Rewrite the rows below, swapping every "one marker per instance" for "a separate marker for each instance" and changing nothing else. Leave the pictures out of your answer.

──────── RECORDS ────────

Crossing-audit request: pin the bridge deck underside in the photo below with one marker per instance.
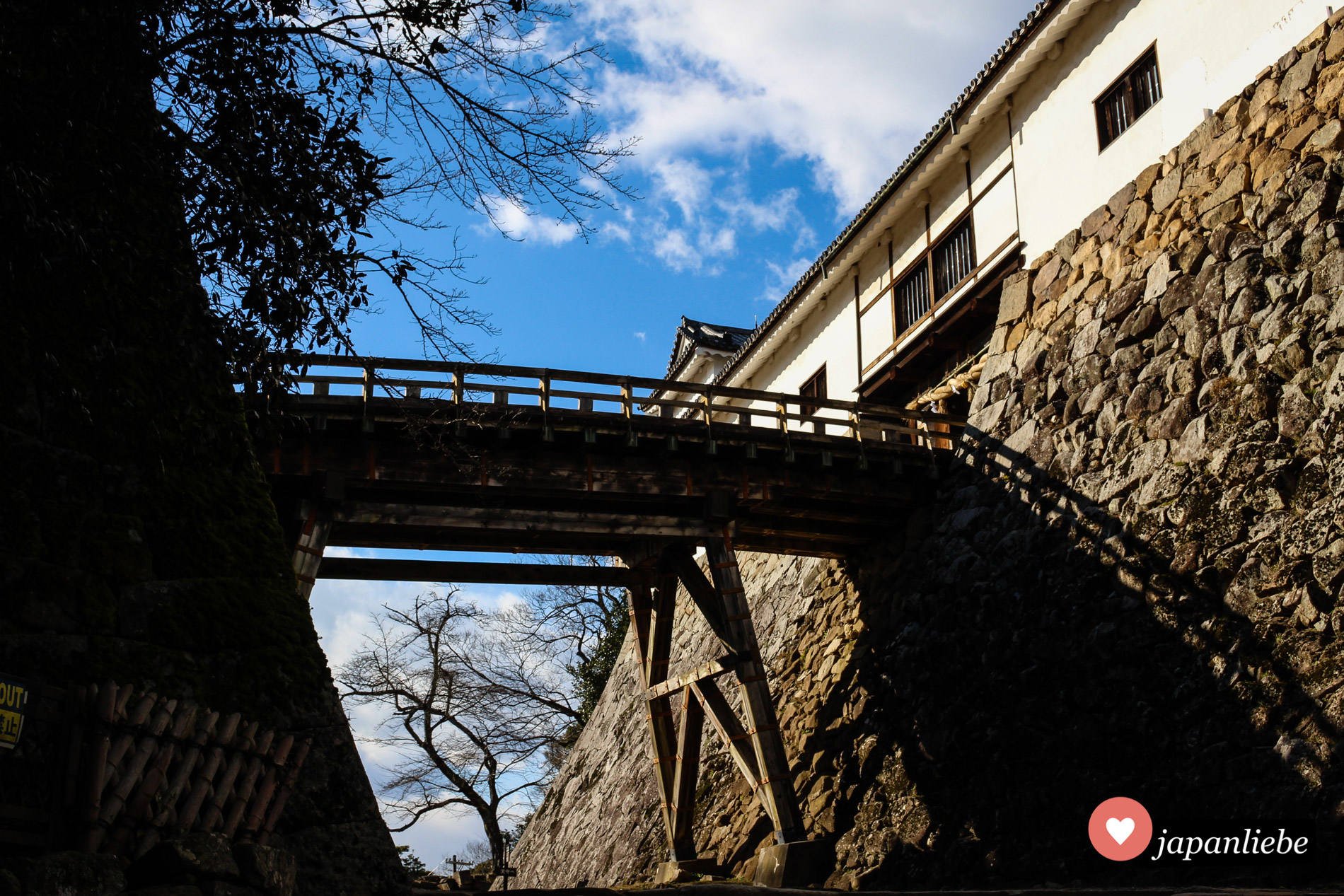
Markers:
(482, 477)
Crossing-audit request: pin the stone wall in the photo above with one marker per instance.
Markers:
(137, 539)
(1129, 583)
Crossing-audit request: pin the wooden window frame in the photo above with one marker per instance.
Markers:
(818, 376)
(925, 260)
(1123, 88)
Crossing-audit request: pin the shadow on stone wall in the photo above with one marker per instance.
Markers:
(1054, 660)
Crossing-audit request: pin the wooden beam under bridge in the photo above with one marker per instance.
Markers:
(381, 570)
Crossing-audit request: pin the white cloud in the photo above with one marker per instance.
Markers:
(850, 86)
(685, 183)
(518, 223)
(342, 615)
(782, 277)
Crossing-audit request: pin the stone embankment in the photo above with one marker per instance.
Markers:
(1128, 586)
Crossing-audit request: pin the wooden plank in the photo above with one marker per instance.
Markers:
(703, 594)
(381, 570)
(659, 711)
(504, 371)
(731, 733)
(690, 731)
(705, 670)
(776, 790)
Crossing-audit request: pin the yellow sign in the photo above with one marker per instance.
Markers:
(13, 697)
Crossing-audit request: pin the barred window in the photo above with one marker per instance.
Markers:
(954, 260)
(912, 297)
(815, 388)
(1133, 93)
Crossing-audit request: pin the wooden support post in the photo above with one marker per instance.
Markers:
(730, 730)
(776, 790)
(687, 773)
(369, 398)
(309, 547)
(651, 617)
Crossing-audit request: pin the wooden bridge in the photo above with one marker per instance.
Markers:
(386, 453)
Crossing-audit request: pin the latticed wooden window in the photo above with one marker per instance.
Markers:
(1133, 93)
(912, 297)
(815, 388)
(954, 258)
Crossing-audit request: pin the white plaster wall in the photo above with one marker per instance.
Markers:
(825, 337)
(1207, 50)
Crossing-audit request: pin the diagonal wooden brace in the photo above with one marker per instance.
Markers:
(702, 591)
(730, 730)
(763, 728)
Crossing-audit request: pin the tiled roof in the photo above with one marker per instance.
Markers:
(1019, 38)
(693, 334)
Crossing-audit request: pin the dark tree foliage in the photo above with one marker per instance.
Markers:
(591, 672)
(280, 112)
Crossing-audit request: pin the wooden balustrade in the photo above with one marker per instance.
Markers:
(137, 769)
(699, 405)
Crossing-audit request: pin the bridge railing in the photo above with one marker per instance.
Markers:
(609, 394)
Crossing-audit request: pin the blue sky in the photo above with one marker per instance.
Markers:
(764, 127)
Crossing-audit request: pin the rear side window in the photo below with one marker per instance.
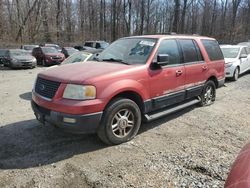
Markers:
(170, 47)
(213, 49)
(243, 51)
(89, 44)
(190, 50)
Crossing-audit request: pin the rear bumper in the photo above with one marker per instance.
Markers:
(86, 123)
(221, 82)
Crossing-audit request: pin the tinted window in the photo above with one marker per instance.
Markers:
(170, 47)
(98, 45)
(89, 44)
(189, 51)
(248, 50)
(213, 49)
(230, 52)
(243, 52)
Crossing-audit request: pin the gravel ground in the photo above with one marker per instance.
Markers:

────────

* **RESPONSE**:
Crossing-audit request: pin the bridge deck underside in the photo below with a separate marker for each instance.
Markers:
(482, 477)
Crossing-audit request: pin the stone wall in the photo above with a separate marker for each instance.
Markers:
(137, 539)
(1129, 583)
Crossing-audit request: pin the wooden window frame in the photo above with a separate marker for each instance.
Markers:
(818, 376)
(925, 260)
(1123, 88)
Crossing-audit request: pin the shadow on stone wall in the photo above with a separate marker for each instance.
Markers:
(1054, 660)
Crossing-audit request: pin the wooden beam under bridge in the photo above with a separate marker for each instance.
Markers:
(381, 570)
Crossing-audit request: pin the white cloud in the photo above with a separate marker for each instance.
Markers:
(850, 86)
(685, 183)
(518, 223)
(342, 615)
(782, 277)
Crossing-audit request: pin the stone embankment in the photo above with a separate marker for each instance.
Markers:
(1128, 586)
Crossing-audit request: pin the wooden plank in the photo above with a separate marker for each instance.
Markers:
(703, 594)
(381, 570)
(659, 711)
(504, 371)
(731, 733)
(690, 731)
(705, 670)
(776, 790)
Crossing-audit request: pin the yellow sign in the photo above with a separate marker for each instance.
Markers:
(13, 697)
Crossing-audit request: pin the barred window in the photo above with a separate marker for each instance.
Markers:
(954, 260)
(912, 297)
(815, 388)
(1133, 93)
Crossing-audit request: pin the wooden support post in the photo above with a separate marker for each instance.
Markers:
(730, 730)
(776, 790)
(687, 773)
(369, 398)
(309, 547)
(651, 617)
Crossing-audit request: pin the wooden bridge in the photo above with a separate marker for each instance.
Markers:
(386, 453)
Crossing-audit request: pin the latticed wooden window in the photo above with a separate marker for each instance.
Markers:
(1133, 93)
(912, 297)
(815, 388)
(954, 258)
Crossing-audit request: pin the white plaster wall in the photo above with a separate marker for each instance.
Markers:
(825, 337)
(1207, 50)
Crossing-audit request: pin the diagonal wooden brace in the photo above with a separate marker for each instance.
Markers:
(702, 591)
(730, 730)
(763, 728)
Crossing-audit request: pin the tiled roof in the photo above with a separate marker for each instance.
Markers:
(1019, 38)
(693, 334)
Crossing-audit request: pin the dark tree foliage in the photo above with a separate marker for each instance.
Markers:
(591, 672)
(280, 112)
Crossing-audit request: pin the wooden balustrade in the photo above with a separate marker for each instance.
Markers:
(137, 769)
(699, 405)
Crossing-audit request: pin the bridge railing in the photo above with a separate marker for each instance.
Markers:
(609, 394)
Crossing-audit request: pin the blue sky in the photo above with a separate marker for each instance.
Markers:
(764, 127)
Crossing-audit request: pin the rear side window in the photo below with a separate marker for each instance.
Markers:
(170, 47)
(213, 49)
(243, 51)
(89, 44)
(190, 50)
Crossing-audit request: pin the rear bumper in the photo above with a separate marker for each instance.
Markers:
(86, 123)
(221, 82)
Crossing-audit request: pin the tinted window in the photo above with a separate marker for each instance.
Markers:
(170, 47)
(98, 45)
(89, 44)
(189, 51)
(248, 50)
(213, 49)
(230, 52)
(243, 52)
Crossing-audit request: pin the gravel ground in the photo above with a separate marker for each instance.
Markers:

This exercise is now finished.